### CONSIGNES
1. Selon le texte sur les viticulteurs d'Orschwihr, dans quel établissement et dans quelle commune se tient le repas de travail avec les représentants de l'association Orchidée ?
2. Poursuivez le texte sur les viticulteurs d'Orschwihr à partir de sa dernière phrase.

### TEXTE À LIRE
========
Un grand bravo aux viticulteurs d’Orschwihr pour leur esprit pionnier et leur travail dans l’entretien et la préservation de cet espace naturel et merci à Frédéric Grivel, conseiller municipal d’Orschwihr, pour sa présence lors de cette visite. 

La commune d’Orschwihr, ses élus et ses viticulteurs, ont su depuis 20 ans initier une dynamique collective en concertation étroite avec les associations de protection de l’environnement. Ils sont à l’origine d’une originalité locale, une prise en charge entièrement intercommunale d’une gestion conservatoire du site Natura 2000 à travers l’association Orchidée autour de laquelle aura justement lieu notre prochaine séquence de travail.

Repas de travail autour de l'association Orchidée

A midi, nous rejoignons les représentants de l’Association Orchidée pour un repas de travail à la Brasserie au Petit Paris à Soultzmatt : Alain Grappe, Président de l’association, Raymond Heck, Adjoint au Maire et Marjorie Staneck, conseillère municipale de Soultzmatt, Mikael Burgenath, Adjoint au Maire de Westhalten, Frédéric Grivel, conseiller municipal d’Orschwihr, Pierre Isner Président du syndicat viticole de Westhalten et Elise Garnier pour le syndicat viticole d’Orschwihr.
========
### DONNÉES FOURNIES
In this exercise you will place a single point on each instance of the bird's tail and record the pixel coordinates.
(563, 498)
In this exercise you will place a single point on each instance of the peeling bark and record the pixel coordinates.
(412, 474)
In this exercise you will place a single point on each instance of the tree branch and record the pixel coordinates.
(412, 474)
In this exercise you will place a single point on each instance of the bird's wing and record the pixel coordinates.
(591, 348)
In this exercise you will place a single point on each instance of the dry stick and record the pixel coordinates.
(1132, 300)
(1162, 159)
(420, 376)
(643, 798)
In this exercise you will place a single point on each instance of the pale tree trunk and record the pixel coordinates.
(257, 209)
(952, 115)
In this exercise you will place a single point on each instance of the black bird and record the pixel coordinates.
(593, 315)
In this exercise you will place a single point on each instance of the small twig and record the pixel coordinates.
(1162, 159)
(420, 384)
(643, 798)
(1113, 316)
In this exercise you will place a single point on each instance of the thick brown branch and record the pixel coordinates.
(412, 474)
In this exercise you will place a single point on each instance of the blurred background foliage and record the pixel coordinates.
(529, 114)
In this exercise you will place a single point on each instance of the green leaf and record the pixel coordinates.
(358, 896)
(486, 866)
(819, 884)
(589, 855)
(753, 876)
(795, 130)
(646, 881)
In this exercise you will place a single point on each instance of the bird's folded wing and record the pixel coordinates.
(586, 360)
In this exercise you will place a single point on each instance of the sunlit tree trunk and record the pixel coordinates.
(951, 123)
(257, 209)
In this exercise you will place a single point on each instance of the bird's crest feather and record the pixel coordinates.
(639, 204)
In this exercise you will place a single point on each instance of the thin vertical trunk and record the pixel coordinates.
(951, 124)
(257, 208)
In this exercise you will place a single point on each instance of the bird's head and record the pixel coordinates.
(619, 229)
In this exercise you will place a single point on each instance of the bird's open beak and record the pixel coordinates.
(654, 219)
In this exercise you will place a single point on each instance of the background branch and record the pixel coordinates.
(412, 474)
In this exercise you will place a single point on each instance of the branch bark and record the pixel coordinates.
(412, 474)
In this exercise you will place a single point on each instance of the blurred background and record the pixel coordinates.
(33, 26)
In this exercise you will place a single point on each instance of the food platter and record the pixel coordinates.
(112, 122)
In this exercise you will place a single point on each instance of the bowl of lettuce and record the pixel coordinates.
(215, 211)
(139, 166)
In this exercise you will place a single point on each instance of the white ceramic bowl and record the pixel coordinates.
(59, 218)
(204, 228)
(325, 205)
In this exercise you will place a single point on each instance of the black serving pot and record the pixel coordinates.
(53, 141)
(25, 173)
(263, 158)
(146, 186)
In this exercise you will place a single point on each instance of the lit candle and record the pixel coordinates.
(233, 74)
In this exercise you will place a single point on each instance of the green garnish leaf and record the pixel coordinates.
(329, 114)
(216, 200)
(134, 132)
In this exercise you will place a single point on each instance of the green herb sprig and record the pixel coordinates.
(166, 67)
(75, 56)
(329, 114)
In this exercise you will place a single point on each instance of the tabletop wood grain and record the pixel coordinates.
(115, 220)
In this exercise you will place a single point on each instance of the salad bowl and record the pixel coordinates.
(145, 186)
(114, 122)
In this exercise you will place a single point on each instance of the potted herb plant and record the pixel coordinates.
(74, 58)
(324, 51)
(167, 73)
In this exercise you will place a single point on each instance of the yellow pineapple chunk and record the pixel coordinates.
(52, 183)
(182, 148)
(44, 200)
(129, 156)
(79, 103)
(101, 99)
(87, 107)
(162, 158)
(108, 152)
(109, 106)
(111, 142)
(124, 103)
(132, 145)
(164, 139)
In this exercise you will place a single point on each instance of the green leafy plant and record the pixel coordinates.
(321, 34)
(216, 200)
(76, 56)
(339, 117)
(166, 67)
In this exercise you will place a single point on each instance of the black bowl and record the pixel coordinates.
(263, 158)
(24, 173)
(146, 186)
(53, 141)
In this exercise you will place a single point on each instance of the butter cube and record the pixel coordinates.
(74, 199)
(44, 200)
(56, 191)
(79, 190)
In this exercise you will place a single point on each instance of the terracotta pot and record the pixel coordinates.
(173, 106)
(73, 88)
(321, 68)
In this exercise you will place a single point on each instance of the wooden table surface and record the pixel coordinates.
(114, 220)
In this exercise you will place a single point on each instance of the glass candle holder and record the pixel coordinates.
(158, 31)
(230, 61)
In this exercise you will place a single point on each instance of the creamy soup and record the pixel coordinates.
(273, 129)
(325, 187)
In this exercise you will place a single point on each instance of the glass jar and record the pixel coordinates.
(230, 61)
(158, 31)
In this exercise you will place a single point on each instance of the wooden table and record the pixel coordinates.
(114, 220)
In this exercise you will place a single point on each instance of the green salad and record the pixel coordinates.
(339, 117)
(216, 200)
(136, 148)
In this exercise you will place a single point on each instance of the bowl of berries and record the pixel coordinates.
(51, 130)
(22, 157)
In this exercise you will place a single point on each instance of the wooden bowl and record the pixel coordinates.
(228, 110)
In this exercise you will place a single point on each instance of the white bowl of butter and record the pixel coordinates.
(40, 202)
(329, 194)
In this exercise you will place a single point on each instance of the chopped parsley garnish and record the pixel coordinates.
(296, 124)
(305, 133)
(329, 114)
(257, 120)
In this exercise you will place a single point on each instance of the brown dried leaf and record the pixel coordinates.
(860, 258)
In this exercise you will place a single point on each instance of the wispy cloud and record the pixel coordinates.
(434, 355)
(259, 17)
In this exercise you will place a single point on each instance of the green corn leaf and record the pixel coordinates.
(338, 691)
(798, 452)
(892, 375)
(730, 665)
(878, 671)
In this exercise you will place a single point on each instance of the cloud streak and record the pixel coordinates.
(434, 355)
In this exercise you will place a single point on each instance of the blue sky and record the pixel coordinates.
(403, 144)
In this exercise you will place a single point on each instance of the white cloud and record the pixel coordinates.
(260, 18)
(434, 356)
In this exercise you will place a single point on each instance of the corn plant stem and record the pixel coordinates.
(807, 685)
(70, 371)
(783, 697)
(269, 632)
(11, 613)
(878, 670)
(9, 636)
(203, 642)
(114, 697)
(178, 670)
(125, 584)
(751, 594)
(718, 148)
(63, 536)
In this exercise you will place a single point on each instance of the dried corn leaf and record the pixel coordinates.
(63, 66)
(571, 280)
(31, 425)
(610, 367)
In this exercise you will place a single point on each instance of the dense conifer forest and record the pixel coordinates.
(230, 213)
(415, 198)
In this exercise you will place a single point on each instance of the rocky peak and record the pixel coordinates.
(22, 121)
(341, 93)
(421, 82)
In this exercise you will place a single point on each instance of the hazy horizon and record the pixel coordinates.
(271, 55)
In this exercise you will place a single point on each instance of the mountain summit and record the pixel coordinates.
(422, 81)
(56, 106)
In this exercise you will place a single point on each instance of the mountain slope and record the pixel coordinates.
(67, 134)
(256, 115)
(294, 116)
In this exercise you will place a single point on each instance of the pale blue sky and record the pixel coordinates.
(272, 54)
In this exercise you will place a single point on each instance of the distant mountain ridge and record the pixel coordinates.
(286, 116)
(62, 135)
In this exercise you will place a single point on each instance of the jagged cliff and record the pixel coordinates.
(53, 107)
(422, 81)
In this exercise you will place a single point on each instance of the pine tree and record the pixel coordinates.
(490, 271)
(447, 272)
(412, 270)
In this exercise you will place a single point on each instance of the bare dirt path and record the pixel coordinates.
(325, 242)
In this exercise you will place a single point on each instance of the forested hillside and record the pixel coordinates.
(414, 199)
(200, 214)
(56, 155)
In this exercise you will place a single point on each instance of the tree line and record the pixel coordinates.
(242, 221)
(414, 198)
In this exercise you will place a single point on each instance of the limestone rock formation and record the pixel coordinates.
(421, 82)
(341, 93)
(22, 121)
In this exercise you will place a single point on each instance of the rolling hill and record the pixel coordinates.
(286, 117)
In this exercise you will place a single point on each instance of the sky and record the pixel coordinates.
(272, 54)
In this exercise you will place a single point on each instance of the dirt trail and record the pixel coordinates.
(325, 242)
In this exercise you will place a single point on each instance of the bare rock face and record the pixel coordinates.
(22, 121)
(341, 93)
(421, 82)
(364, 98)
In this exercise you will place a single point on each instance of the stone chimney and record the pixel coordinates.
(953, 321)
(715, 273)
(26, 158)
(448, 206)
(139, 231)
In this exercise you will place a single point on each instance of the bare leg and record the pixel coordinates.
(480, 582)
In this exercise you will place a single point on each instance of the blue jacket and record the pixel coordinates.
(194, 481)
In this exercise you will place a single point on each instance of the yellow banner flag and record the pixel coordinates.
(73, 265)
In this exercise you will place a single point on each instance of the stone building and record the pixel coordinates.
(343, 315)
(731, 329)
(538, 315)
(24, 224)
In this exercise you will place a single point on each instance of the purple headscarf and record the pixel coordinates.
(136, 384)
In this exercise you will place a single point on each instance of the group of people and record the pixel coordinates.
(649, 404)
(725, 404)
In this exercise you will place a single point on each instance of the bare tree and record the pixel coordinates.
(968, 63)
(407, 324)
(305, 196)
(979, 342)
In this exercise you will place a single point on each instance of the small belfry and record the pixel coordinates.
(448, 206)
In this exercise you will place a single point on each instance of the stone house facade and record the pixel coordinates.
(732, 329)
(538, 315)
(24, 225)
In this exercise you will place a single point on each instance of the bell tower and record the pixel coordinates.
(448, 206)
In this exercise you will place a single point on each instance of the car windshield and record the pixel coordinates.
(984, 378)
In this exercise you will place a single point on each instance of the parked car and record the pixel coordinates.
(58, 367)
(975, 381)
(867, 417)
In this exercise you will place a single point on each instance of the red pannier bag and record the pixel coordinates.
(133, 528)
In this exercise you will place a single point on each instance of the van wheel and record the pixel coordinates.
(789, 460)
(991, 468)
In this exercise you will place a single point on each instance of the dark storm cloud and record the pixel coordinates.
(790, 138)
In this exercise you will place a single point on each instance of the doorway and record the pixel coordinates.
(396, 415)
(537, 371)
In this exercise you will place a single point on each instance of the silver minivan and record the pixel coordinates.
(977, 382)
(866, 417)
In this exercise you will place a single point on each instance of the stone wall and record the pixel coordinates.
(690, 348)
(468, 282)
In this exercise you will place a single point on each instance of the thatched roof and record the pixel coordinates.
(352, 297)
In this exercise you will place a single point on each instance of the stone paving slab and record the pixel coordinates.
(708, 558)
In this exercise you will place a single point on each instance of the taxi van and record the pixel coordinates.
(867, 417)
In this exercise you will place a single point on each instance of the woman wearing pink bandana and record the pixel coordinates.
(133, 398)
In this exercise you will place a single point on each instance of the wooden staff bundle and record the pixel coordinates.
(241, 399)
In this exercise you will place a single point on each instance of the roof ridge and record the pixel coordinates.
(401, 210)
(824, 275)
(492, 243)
========
### CORRIGÉ
1. À la Brasserie au Petit Paris, à Soultzmatt.

2.
L’objectif de ce repas de travail était de mettre en avant les actions et les dynamiques mises en place par l’association intercommunale Orchidée pour la gestion partagée du territoire Natura 2000 des collines sèches sous-vosgiennes, situé au coeur du vignoble.

L'association Orchidée, née de la volonté de quatre communes, Osenbach, Orschwihr, Soultzmatt et Westhalten, est une originalité à l'échelle des vignobles de France.  Elle a la charge de la gestion conservatoire des milieux naturels précieux que comptent les quatre collines des bans communaux d'Orschwihr, Osenbach, Soultzmatt et Westhalten : le Strangenberg, le Zinnkoepflé, le Lutzelberg et le Bollenberg. Son champ d'action étant par définition intercommunal, l'association regroupe les quatre communes concernées ainsi qu'un représentant de leurs syndicats viticoles respectifs.

La démarche globale de gestion de ces espaces doit contribuer à valoriser les espaces naturels et à leur conférer un rôle dans l’attractivité des territoires communaux et dans l’image des produits viticoles. Celle-ci s’inscrit dans les principes de développement durable définis dans la directive européenne dite « habitats » du 21 mai 1992.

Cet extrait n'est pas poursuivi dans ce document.